Recast each line of the material below as a row in a Markdown table with two columns, "Row" for its number and "Line" for the line itself. Leave out blank lines.

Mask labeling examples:
------------------------------------
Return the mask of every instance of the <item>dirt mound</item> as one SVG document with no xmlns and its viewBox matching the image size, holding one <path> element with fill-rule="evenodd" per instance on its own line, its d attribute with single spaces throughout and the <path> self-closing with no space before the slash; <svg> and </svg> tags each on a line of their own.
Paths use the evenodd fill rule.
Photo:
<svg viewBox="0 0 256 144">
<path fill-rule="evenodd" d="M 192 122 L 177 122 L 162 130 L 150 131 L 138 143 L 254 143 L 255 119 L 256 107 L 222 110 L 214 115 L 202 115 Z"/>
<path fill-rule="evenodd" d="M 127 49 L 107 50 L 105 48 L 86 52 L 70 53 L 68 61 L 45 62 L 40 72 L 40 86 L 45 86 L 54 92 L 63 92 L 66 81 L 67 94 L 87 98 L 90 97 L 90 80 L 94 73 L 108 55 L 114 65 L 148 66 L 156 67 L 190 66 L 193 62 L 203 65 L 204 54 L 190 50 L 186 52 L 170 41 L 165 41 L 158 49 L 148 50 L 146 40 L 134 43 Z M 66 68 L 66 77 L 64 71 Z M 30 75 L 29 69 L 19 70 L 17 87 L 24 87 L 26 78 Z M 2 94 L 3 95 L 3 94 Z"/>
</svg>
------------------------------------
RESPONSE TO THIS TASK:
| Row | Line |
|---|---|
| 1 | Return the mask of every instance of the <item>dirt mound</item> as one SVG document with no xmlns and its viewBox matching the image size, holding one <path> element with fill-rule="evenodd" per instance on its own line, its d attribute with single spaces throughout and the <path> self-closing with no space before the slash; <svg> and </svg> tags each on a line of their own. |
| 2 | Paths use the evenodd fill rule. |
| 3 | Photo: |
| 4 | <svg viewBox="0 0 256 144"> |
| 5 | <path fill-rule="evenodd" d="M 192 122 L 177 122 L 162 130 L 150 131 L 138 143 L 254 143 L 255 119 L 256 107 L 222 110 L 214 115 L 202 115 Z"/> |
| 6 | <path fill-rule="evenodd" d="M 127 49 L 107 50 L 105 48 L 86 52 L 70 53 L 68 61 L 45 62 L 40 72 L 40 86 L 45 86 L 54 92 L 63 92 L 66 81 L 67 94 L 87 98 L 90 97 L 90 80 L 94 73 L 108 55 L 114 65 L 148 66 L 156 67 L 190 66 L 193 62 L 203 65 L 204 54 L 190 50 L 186 52 L 170 41 L 165 41 L 158 49 L 148 50 L 146 40 L 134 43 Z M 66 68 L 66 77 L 64 71 Z M 30 75 L 29 69 L 19 70 L 17 87 L 24 87 L 26 78 Z M 2 94 L 3 95 L 3 94 Z"/> |
| 7 | </svg> |